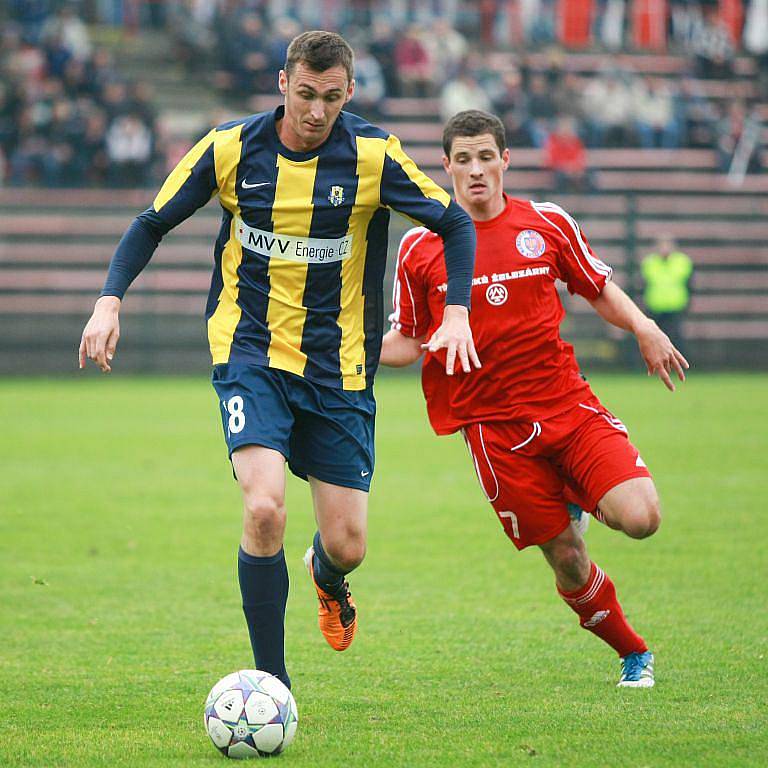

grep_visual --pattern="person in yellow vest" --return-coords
[640,234,693,354]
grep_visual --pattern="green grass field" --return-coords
[0,374,768,768]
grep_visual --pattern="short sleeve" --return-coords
[389,227,431,338]
[532,203,613,301]
[381,135,451,229]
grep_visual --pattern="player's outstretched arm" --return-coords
[422,304,482,376]
[78,296,121,373]
[379,328,424,368]
[590,283,690,392]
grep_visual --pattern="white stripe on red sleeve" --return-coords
[389,227,430,337]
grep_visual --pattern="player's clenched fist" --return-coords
[423,304,481,376]
[78,296,120,373]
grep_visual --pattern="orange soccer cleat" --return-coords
[304,547,357,651]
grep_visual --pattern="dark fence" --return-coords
[0,189,768,374]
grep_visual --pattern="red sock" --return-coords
[557,563,648,656]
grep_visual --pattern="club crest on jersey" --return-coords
[485,283,509,307]
[328,186,344,205]
[515,229,547,259]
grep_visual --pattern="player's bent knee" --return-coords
[622,499,661,539]
[324,539,365,573]
[552,546,589,583]
[244,494,285,539]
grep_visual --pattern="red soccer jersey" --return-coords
[390,195,611,434]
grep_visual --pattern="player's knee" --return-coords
[552,544,589,584]
[244,493,285,541]
[622,495,661,539]
[323,536,365,573]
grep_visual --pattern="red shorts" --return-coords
[463,398,651,549]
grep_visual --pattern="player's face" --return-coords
[443,133,509,212]
[279,62,355,151]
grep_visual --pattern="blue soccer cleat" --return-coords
[567,502,589,538]
[617,651,655,688]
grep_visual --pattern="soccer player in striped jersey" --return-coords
[80,31,480,686]
[381,111,688,687]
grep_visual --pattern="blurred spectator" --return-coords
[166,0,214,71]
[544,116,592,192]
[395,24,436,97]
[9,0,52,45]
[106,114,152,187]
[40,3,92,61]
[215,13,270,95]
[676,75,720,147]
[552,72,584,118]
[527,72,557,147]
[493,67,530,147]
[715,99,762,174]
[640,234,693,355]
[368,16,400,96]
[744,0,768,101]
[440,71,491,122]
[632,77,680,149]
[0,2,156,187]
[425,18,469,82]
[350,46,387,118]
[690,7,734,79]
[582,72,632,147]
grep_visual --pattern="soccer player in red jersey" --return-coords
[381,110,688,687]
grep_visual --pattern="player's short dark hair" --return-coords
[443,109,507,157]
[284,29,355,80]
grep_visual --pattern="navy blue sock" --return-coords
[312,531,346,595]
[237,547,291,688]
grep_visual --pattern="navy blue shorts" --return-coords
[212,363,376,491]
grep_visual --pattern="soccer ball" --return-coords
[205,669,299,758]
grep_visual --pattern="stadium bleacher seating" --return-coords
[0,179,768,371]
[0,21,768,372]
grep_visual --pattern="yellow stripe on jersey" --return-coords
[208,125,243,365]
[338,136,387,389]
[387,134,451,208]
[267,154,319,376]
[152,129,216,213]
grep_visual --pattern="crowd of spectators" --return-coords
[0,0,768,189]
[0,0,162,187]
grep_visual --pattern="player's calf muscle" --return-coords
[598,478,661,539]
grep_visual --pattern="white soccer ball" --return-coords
[205,669,299,758]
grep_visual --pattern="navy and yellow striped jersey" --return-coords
[146,107,450,390]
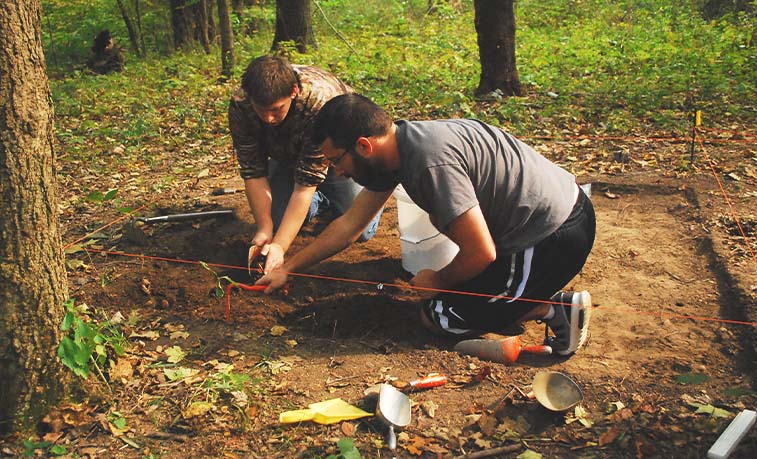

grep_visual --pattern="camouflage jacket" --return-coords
[229,65,353,186]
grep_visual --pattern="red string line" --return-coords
[79,247,757,327]
[694,127,757,266]
[518,135,754,143]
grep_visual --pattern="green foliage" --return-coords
[675,372,710,385]
[21,437,66,457]
[58,298,126,378]
[326,438,363,459]
[43,0,757,146]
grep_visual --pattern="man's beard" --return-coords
[350,150,397,188]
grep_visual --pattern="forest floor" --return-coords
[0,131,757,459]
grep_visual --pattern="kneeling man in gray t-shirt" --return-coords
[258,94,596,355]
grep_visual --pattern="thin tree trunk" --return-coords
[169,0,192,49]
[0,0,68,438]
[218,0,234,79]
[116,0,142,56]
[473,0,521,96]
[271,0,316,53]
[197,0,210,54]
[134,0,147,56]
[206,1,218,43]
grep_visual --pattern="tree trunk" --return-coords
[218,0,234,80]
[0,0,68,436]
[271,0,315,53]
[116,0,142,56]
[473,0,521,96]
[205,1,218,44]
[700,0,752,21]
[195,0,210,54]
[169,0,192,49]
[134,0,147,56]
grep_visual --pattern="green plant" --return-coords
[326,438,363,459]
[200,261,238,298]
[58,298,126,380]
[21,437,66,457]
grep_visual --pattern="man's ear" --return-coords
[355,137,373,156]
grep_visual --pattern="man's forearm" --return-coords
[273,185,315,252]
[281,215,360,273]
[244,177,273,233]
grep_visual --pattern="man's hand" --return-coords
[410,269,446,300]
[247,231,271,277]
[260,242,284,274]
[255,270,289,295]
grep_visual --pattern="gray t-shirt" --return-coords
[380,119,577,255]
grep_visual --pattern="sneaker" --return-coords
[544,290,591,355]
[420,299,483,338]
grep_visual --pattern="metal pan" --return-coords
[533,371,584,411]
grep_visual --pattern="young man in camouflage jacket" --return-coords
[229,56,381,272]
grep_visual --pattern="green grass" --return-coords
[43,0,757,155]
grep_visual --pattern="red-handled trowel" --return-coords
[455,336,552,363]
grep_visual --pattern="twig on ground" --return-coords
[452,445,522,459]
[313,2,357,54]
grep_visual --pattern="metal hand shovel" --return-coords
[533,371,584,411]
[376,384,410,450]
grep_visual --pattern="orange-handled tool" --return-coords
[408,373,447,389]
[226,282,289,322]
[455,336,552,363]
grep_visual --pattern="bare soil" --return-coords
[2,137,757,459]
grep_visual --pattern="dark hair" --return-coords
[242,56,297,105]
[312,94,393,148]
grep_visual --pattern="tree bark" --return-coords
[0,0,68,435]
[134,0,147,56]
[196,0,210,54]
[169,0,192,49]
[473,0,521,96]
[218,0,234,80]
[116,0,142,56]
[271,0,316,53]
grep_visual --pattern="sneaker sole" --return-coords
[557,290,592,355]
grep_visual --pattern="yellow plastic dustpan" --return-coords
[279,398,372,424]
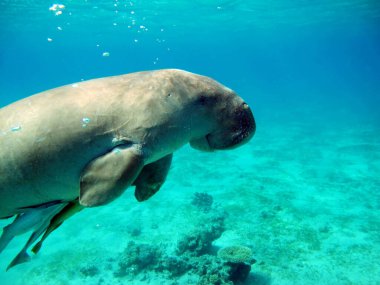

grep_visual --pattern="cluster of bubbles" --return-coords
[47,0,170,64]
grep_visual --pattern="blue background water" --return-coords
[0,0,380,284]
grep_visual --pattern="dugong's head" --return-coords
[174,70,256,151]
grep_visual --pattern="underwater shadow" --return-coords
[241,272,272,285]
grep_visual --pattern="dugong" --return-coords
[0,69,256,266]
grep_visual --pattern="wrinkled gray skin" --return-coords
[0,69,255,218]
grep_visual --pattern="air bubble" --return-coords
[11,126,21,132]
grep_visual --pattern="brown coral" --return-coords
[218,245,252,263]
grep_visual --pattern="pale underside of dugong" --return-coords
[0,69,255,218]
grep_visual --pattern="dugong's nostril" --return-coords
[240,103,256,137]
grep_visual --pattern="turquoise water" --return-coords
[0,0,380,285]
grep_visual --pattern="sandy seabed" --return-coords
[0,116,380,285]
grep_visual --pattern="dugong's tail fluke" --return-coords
[32,199,84,254]
[0,215,17,253]
[0,203,67,270]
[6,251,30,271]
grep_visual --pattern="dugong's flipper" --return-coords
[0,201,60,253]
[133,154,173,202]
[6,203,67,270]
[79,145,144,207]
[32,199,84,254]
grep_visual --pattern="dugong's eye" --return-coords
[197,95,208,106]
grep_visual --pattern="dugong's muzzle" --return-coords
[190,103,256,151]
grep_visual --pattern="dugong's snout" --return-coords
[206,103,256,150]
[190,102,256,151]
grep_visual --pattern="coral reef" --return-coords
[107,193,254,285]
[218,245,256,282]
[218,245,252,263]
[114,241,161,277]
[177,207,226,256]
[191,192,214,213]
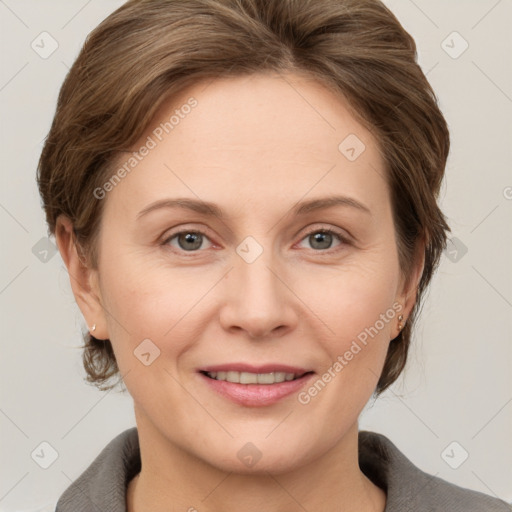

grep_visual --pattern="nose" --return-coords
[220,251,299,340]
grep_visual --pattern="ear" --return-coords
[55,215,109,340]
[395,237,426,337]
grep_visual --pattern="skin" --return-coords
[56,74,423,512]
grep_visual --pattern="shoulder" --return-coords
[359,431,512,512]
[55,427,141,512]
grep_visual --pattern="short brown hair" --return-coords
[38,0,450,393]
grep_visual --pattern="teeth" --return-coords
[207,371,297,384]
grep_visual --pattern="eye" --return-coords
[296,228,348,251]
[163,230,213,252]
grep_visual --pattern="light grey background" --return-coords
[0,0,512,512]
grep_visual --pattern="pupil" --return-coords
[312,233,332,249]
[179,233,201,251]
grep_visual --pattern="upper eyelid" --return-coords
[162,223,351,248]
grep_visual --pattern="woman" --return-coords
[38,0,510,512]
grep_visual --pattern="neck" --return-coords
[126,412,386,512]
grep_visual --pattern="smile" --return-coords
[204,371,304,384]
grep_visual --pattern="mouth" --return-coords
[200,370,313,384]
[198,364,315,407]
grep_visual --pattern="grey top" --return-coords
[55,427,512,512]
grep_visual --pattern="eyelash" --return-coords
[162,228,350,257]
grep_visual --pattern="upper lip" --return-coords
[199,363,312,375]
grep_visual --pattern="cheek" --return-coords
[97,257,218,371]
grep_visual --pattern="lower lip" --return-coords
[199,373,314,407]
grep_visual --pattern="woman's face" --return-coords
[82,71,412,471]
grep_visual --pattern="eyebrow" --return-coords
[137,196,372,219]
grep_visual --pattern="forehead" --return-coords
[109,71,386,218]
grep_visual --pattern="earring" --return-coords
[398,315,404,331]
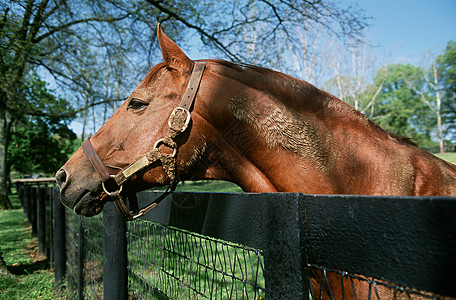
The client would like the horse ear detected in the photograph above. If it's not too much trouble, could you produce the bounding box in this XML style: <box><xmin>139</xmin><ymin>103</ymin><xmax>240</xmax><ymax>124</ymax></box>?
<box><xmin>157</xmin><ymin>23</ymin><xmax>193</xmax><ymax>72</ymax></box>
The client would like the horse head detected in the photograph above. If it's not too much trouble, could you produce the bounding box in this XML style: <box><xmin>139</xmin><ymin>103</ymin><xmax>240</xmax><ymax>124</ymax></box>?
<box><xmin>56</xmin><ymin>25</ymin><xmax>274</xmax><ymax>216</ymax></box>
<box><xmin>56</xmin><ymin>26</ymin><xmax>456</xmax><ymax>216</ymax></box>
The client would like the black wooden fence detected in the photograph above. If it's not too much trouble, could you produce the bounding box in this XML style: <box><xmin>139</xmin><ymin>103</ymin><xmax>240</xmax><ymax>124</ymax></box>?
<box><xmin>14</xmin><ymin>185</ymin><xmax>456</xmax><ymax>299</ymax></box>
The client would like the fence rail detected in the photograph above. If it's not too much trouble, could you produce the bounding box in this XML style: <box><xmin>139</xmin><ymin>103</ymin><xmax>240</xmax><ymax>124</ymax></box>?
<box><xmin>17</xmin><ymin>183</ymin><xmax>456</xmax><ymax>299</ymax></box>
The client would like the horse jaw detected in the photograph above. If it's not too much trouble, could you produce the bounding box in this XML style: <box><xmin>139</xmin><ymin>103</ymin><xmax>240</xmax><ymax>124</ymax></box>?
<box><xmin>55</xmin><ymin>148</ymin><xmax>106</xmax><ymax>217</ymax></box>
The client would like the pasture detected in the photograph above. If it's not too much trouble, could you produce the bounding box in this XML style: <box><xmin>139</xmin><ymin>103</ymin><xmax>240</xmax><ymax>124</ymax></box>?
<box><xmin>0</xmin><ymin>194</ymin><xmax>56</xmax><ymax>300</ymax></box>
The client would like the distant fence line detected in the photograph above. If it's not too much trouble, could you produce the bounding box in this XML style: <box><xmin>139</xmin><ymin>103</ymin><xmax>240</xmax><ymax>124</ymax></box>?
<box><xmin>16</xmin><ymin>182</ymin><xmax>456</xmax><ymax>299</ymax></box>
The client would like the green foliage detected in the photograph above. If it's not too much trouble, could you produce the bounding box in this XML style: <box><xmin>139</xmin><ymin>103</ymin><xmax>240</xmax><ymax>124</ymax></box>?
<box><xmin>437</xmin><ymin>41</ymin><xmax>456</xmax><ymax>138</ymax></box>
<box><xmin>8</xmin><ymin>75</ymin><xmax>79</xmax><ymax>175</ymax></box>
<box><xmin>374</xmin><ymin>64</ymin><xmax>436</xmax><ymax>147</ymax></box>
# # # # # # #
§ **TO DO**: Could you rewrite the entries as a Markdown table with the columns Row and Line, from the start of the entries through the line with "[78,296,120,373]", numbering each line and leaving out blank lines and the pictures?

§ **COMPLETE OUTPUT**:
| Row | Line |
|---|---|
| 1 | grep_visual --pattern="person in yellow vest" --return-coords |
| 2 | [640,234,693,354] |
| 3 | grep_visual --pattern="green grass field" --return-coords |
| 4 | [0,374,768,768] |
| 5 | grep_visual --pattern="short sleeve" --return-coords |
| 6 | [389,227,431,338] |
| 7 | [532,203,613,301] |
| 8 | [381,135,451,229] |
| 9 | grep_visual --pattern="player's outstretched arm" --return-coords |
| 10 | [422,304,482,376] |
| 11 | [78,296,121,373] |
| 12 | [379,328,424,368] |
| 13 | [590,283,690,392] |
| 14 | grep_visual --pattern="white stripe on red sleeve" --return-coords |
| 15 | [389,227,430,337] |
| 16 | grep_visual --pattern="player's clenched fist" --return-coords |
| 17 | [423,304,481,376] |
| 18 | [78,296,120,373] |